## Input records
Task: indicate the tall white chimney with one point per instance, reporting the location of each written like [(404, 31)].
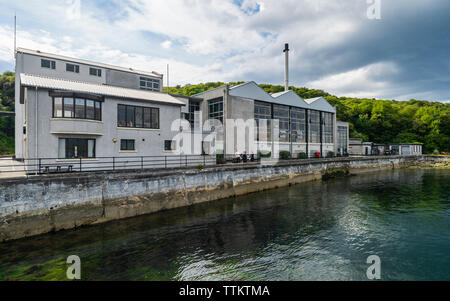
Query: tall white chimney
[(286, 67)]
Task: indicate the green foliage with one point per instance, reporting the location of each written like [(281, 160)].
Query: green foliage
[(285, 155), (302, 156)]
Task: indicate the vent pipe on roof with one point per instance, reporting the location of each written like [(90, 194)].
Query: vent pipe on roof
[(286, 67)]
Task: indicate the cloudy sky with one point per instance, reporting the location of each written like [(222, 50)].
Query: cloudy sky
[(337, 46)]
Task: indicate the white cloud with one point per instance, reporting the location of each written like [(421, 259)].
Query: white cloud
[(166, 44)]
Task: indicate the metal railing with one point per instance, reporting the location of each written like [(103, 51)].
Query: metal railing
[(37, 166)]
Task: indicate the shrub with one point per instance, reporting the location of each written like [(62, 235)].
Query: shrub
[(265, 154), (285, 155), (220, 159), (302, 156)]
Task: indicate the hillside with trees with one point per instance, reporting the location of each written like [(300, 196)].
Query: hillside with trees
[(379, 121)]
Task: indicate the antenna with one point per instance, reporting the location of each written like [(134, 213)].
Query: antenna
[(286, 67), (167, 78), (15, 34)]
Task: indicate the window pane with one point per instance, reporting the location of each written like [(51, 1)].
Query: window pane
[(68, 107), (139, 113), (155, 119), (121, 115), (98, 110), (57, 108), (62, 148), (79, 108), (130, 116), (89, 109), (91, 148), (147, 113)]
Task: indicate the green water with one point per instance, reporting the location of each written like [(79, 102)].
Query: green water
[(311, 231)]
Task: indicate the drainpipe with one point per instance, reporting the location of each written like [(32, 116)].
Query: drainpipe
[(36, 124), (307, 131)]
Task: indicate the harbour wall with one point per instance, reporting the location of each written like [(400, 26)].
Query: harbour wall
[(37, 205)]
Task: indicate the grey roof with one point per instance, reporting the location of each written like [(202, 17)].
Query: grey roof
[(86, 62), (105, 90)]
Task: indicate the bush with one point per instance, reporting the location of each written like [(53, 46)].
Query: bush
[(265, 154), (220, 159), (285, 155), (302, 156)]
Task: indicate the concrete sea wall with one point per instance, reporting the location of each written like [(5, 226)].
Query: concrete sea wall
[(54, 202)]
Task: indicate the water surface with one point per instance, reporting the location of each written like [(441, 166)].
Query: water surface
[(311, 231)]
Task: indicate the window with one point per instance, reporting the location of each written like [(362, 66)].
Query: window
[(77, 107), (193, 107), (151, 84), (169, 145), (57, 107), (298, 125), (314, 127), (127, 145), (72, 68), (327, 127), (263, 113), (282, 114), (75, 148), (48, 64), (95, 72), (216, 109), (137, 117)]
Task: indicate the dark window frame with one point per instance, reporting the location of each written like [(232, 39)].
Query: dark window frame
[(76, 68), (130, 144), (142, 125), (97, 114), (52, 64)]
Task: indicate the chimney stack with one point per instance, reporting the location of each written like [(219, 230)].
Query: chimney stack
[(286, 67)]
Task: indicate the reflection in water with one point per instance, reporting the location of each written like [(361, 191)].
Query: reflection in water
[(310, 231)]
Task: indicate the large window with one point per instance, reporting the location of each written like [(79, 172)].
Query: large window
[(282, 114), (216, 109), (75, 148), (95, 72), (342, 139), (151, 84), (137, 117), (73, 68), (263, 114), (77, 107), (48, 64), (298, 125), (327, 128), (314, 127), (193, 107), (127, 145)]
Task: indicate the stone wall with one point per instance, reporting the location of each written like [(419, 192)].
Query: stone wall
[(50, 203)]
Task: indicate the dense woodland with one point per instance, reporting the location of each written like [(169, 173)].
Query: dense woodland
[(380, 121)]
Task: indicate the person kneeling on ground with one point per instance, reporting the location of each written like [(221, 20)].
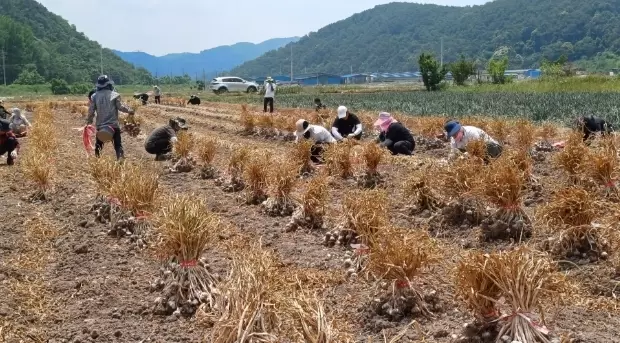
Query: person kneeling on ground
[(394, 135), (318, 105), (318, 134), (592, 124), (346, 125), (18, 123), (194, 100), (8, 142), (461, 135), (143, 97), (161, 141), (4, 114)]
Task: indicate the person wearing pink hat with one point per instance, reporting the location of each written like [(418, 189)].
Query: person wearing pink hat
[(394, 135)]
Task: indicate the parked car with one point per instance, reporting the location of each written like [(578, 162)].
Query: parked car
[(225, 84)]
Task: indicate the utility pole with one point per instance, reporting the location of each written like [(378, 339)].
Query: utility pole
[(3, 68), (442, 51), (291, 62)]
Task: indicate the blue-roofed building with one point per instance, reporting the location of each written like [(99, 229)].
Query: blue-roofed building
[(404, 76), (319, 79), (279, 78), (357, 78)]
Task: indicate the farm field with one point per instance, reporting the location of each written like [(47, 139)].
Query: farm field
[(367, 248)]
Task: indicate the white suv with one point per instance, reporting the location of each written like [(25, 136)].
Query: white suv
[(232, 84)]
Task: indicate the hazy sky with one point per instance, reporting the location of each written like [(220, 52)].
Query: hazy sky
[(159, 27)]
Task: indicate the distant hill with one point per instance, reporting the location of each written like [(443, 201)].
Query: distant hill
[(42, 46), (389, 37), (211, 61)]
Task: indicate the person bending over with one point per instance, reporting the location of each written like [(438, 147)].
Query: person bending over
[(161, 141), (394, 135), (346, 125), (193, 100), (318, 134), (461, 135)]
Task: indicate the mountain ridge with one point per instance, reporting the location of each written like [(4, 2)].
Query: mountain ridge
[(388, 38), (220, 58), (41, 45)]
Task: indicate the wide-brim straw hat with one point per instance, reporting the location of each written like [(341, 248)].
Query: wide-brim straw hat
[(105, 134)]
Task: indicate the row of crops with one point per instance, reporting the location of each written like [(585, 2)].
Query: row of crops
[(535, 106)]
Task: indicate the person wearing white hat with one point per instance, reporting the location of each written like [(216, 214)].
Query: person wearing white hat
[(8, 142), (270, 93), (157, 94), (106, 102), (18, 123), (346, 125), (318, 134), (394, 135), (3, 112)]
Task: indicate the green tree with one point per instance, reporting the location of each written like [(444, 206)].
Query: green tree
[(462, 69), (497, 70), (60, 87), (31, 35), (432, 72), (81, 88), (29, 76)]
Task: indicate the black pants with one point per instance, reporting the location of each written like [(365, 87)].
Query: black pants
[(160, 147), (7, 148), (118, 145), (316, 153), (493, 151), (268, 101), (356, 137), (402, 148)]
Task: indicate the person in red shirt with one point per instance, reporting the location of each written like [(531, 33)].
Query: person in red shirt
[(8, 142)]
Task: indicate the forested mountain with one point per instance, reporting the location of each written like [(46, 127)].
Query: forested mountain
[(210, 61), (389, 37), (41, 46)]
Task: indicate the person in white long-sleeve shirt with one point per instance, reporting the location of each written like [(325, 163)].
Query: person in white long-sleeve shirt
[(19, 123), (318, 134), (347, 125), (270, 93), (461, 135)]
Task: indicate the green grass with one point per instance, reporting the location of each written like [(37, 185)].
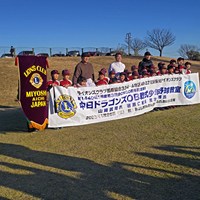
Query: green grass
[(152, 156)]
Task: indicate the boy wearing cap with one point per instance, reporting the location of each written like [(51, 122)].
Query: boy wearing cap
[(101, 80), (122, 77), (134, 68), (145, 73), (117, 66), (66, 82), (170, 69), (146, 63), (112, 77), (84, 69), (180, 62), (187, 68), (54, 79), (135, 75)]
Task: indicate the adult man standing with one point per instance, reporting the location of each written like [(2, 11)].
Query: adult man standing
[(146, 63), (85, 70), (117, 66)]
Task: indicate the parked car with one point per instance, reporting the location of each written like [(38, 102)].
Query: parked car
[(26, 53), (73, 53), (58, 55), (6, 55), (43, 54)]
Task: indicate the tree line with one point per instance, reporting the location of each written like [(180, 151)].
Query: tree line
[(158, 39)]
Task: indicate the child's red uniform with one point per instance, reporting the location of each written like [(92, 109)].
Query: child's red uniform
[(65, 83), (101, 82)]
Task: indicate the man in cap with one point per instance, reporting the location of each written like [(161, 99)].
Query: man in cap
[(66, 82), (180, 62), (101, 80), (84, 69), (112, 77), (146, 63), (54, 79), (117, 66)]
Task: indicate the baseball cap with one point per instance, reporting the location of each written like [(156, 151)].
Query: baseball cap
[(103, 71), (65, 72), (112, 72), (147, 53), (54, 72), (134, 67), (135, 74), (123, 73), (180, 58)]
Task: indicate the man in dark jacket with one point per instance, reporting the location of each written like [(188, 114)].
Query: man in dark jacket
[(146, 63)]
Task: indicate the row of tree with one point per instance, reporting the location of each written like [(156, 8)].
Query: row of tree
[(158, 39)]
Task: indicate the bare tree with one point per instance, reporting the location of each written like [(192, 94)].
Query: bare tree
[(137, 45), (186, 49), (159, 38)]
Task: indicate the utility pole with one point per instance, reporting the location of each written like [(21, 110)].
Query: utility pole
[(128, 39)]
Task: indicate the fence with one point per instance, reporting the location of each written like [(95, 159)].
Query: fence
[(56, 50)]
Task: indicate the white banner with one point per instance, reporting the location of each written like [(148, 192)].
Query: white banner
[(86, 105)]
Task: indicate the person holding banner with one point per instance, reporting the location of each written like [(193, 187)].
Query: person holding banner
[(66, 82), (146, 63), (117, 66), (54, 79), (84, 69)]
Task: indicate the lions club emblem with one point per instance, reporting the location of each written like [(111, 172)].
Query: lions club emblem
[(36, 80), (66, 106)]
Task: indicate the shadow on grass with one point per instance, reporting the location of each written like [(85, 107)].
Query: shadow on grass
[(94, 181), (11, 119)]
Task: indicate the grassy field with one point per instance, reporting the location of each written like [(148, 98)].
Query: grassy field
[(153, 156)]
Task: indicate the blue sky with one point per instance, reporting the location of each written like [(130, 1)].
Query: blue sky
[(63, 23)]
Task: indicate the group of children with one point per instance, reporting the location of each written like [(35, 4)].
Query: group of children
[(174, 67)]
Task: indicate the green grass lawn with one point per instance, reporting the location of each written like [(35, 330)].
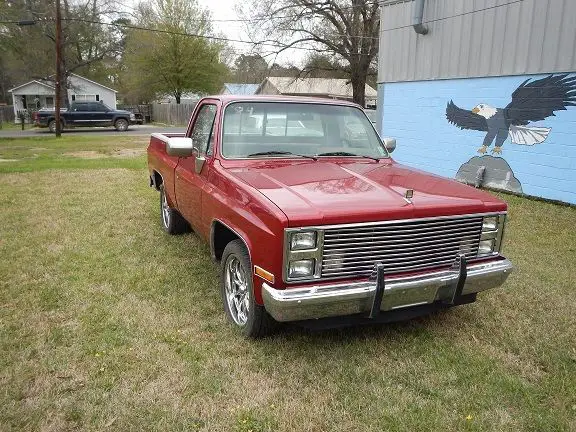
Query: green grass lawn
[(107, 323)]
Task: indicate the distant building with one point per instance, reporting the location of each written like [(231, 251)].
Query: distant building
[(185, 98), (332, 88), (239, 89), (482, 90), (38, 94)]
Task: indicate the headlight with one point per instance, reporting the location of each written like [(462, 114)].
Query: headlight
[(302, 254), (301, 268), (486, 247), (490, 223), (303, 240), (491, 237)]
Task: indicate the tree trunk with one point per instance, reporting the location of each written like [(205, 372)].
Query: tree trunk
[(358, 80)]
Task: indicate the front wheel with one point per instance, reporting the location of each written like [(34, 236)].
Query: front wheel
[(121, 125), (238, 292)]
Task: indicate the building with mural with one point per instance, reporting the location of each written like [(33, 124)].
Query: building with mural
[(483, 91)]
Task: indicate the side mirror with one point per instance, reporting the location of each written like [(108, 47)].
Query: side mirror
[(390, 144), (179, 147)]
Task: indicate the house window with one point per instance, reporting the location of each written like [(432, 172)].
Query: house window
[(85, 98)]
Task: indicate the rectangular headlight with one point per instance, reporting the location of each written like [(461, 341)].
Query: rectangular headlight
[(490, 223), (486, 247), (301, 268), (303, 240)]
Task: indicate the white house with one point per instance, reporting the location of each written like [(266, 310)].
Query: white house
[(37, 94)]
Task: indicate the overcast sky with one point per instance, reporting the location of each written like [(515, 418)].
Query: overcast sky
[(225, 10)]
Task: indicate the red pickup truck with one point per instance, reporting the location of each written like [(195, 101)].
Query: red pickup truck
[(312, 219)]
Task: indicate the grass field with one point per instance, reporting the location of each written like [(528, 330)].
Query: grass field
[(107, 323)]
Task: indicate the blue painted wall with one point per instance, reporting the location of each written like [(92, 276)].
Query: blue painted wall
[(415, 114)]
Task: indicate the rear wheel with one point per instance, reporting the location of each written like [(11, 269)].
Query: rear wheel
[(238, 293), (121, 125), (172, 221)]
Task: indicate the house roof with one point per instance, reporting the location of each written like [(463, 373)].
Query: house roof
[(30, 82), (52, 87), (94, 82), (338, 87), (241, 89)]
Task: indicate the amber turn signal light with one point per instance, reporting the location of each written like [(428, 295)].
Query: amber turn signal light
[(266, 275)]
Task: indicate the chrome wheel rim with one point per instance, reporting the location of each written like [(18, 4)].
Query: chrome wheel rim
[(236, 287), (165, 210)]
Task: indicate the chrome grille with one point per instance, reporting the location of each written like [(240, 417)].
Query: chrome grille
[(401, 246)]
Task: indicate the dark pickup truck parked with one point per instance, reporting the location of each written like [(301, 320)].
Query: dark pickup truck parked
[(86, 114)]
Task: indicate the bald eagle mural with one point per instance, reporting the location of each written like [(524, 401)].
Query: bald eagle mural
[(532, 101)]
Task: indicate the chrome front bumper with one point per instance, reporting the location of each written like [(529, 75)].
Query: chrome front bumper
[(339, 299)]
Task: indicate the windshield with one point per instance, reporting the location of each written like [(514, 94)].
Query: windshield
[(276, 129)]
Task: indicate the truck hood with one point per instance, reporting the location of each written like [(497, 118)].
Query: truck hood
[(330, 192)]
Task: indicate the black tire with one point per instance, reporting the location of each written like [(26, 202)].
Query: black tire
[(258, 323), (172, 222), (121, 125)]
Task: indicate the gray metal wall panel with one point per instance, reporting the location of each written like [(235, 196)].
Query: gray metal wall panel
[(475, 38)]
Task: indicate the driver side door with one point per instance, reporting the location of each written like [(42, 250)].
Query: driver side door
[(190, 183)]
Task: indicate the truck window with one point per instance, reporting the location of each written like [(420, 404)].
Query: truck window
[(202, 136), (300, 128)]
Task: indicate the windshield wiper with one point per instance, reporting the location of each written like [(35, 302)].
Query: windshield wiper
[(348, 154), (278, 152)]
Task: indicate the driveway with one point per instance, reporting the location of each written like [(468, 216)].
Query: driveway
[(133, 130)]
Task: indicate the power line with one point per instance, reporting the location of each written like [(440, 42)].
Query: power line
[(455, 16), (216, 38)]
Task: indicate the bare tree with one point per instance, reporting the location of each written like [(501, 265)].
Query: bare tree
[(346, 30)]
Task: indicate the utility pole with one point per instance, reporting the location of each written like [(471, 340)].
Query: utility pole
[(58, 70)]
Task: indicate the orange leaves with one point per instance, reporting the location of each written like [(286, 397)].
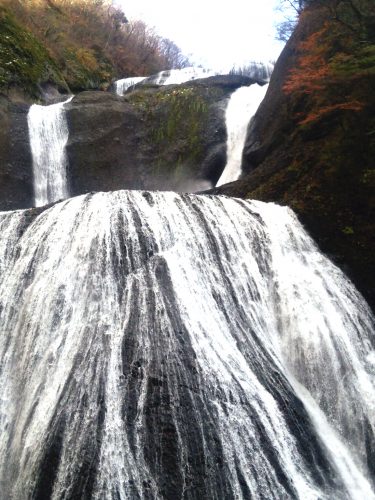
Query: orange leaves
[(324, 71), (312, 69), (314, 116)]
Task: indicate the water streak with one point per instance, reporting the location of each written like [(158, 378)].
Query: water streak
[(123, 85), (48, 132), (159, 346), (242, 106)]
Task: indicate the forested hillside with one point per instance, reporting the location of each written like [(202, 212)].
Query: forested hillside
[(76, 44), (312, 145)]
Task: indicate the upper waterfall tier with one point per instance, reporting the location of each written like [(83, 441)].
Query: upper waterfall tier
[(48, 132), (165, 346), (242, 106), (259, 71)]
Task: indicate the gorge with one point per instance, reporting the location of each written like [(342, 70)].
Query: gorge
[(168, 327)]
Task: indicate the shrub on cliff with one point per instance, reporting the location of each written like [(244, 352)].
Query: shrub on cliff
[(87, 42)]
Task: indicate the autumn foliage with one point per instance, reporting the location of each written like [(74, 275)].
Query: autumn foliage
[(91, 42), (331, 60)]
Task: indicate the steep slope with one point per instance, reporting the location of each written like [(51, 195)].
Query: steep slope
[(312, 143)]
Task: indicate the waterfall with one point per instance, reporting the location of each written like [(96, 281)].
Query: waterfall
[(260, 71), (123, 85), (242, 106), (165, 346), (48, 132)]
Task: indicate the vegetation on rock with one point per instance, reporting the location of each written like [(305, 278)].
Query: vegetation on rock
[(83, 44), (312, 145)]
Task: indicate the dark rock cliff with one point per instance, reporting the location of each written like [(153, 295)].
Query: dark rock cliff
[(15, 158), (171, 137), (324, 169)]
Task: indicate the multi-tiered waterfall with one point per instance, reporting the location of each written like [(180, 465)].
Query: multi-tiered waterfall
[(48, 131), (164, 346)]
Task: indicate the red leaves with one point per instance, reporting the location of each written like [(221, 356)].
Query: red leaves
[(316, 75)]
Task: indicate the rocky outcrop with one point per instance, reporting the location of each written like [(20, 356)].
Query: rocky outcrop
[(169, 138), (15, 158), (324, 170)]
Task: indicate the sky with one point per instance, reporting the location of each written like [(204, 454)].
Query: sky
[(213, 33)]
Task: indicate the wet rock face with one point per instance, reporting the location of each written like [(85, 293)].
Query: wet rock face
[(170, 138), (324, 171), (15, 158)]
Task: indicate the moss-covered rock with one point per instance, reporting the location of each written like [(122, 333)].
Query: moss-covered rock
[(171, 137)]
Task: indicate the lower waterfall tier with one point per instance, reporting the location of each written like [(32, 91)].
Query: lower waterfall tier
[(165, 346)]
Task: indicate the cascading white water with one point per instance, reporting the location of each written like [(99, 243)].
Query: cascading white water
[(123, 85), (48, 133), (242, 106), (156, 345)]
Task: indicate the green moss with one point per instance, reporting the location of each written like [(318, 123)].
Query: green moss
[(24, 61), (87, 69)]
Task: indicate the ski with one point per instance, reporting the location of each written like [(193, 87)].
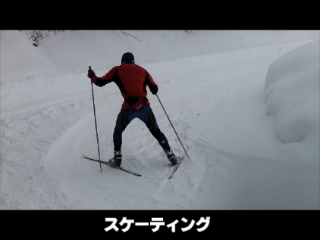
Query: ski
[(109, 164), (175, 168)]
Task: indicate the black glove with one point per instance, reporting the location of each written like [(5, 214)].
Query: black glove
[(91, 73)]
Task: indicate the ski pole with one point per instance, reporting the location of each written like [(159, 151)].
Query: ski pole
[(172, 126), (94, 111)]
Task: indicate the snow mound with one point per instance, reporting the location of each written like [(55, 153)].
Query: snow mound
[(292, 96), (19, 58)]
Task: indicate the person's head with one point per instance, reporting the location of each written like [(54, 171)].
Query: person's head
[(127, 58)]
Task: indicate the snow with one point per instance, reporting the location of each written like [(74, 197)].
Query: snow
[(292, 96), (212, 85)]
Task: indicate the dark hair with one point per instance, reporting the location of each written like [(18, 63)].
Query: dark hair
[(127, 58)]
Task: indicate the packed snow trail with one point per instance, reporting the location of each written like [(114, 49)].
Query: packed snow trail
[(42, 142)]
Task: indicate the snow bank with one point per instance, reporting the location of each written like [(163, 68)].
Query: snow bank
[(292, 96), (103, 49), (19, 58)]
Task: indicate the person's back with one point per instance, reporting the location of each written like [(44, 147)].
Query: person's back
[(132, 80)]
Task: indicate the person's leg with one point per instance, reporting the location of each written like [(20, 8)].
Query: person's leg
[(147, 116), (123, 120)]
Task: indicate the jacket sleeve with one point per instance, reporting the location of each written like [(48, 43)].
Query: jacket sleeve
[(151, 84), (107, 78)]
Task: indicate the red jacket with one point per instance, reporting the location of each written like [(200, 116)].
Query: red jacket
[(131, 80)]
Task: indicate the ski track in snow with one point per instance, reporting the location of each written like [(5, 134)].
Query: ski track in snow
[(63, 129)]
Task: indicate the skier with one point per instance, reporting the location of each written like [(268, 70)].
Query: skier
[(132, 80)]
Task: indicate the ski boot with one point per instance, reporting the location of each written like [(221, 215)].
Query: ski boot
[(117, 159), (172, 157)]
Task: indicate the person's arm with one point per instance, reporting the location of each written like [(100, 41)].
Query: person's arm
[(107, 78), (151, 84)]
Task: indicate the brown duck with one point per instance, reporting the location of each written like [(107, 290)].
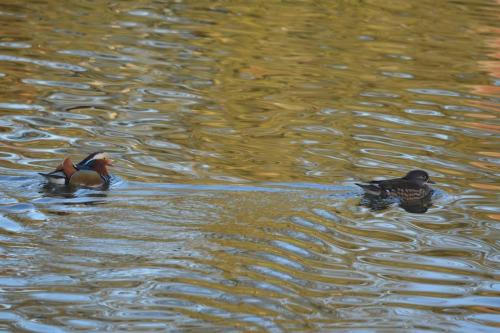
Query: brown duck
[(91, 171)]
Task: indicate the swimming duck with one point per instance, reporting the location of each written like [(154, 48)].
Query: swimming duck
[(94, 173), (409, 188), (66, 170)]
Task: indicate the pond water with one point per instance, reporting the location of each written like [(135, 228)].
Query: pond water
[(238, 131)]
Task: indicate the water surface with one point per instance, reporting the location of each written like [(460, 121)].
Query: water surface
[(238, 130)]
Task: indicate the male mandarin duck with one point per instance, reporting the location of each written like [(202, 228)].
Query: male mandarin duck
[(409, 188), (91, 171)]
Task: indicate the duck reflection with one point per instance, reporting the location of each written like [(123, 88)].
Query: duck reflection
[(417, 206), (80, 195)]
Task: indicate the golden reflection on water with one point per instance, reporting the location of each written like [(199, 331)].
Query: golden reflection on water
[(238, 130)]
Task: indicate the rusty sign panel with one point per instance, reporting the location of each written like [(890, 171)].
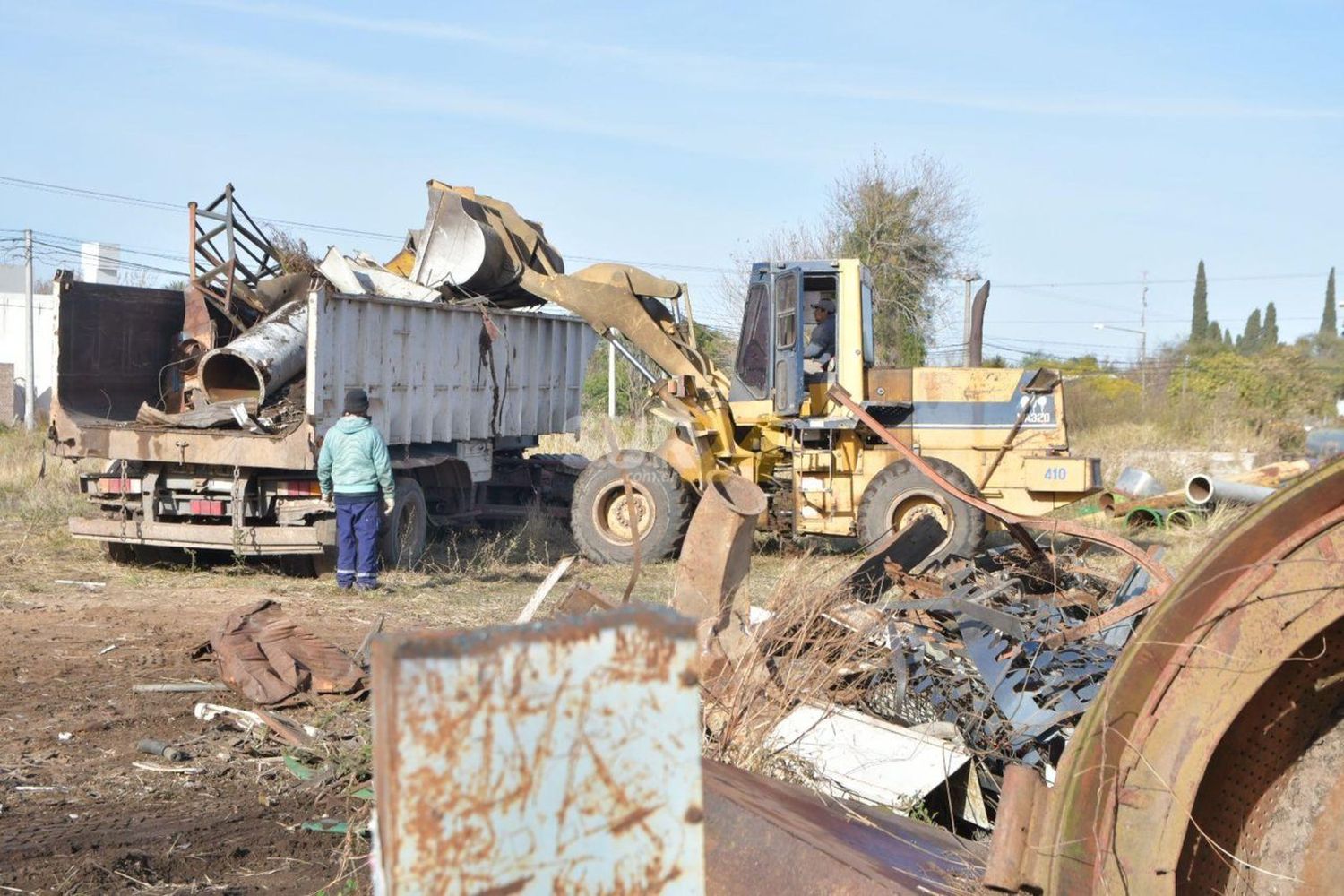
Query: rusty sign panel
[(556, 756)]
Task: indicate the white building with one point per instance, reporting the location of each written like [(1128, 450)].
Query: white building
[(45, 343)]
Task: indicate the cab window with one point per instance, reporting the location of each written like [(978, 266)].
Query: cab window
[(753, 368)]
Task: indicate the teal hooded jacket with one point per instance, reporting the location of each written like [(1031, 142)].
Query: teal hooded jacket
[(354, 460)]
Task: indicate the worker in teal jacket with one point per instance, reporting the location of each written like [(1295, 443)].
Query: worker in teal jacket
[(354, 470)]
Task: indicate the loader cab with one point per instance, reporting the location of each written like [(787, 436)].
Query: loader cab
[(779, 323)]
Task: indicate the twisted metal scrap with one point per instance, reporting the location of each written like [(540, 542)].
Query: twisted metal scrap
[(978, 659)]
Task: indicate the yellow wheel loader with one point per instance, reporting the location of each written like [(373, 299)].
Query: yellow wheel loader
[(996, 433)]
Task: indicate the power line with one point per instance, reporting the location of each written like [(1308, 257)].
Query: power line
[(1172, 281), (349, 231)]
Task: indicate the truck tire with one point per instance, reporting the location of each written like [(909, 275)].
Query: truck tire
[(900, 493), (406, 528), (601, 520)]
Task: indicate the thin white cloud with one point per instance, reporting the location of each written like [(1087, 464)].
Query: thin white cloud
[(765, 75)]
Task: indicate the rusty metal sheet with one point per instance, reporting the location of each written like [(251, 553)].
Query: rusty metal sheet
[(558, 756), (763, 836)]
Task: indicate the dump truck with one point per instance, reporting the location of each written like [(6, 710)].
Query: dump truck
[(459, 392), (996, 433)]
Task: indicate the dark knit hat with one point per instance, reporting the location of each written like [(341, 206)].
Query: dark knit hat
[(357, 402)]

## Task instructions
Please output the lines of the listing above that fall in the stretch from the one with "Query: reflection in water" through the one with "Task: indicate the person kneeling", exactly and only those.

## Answer for the task
Query: reflection in water
[(310, 231)]
Task: indicate the large window with one point per instance, reporting the location of each written like [(79, 172)].
Query: large window
[(282, 114), (216, 109), (75, 148), (95, 72), (342, 139), (151, 84), (137, 117), (73, 68), (263, 114), (77, 107), (48, 64), (298, 125), (327, 128), (314, 127), (193, 107), (127, 145)]
Task: indicate the stone wall with one point per instance, reporting the location of each written like [(419, 192)].
Query: stone wall
[(50, 203)]
Task: indicate the dense woodland with one point per instance, reporting the location of each written like [(169, 173)].
Query: dense woodland
[(380, 121)]
Task: indicate the person kneeling on ground with one point per instance, reporting the location of each written like [(221, 20)].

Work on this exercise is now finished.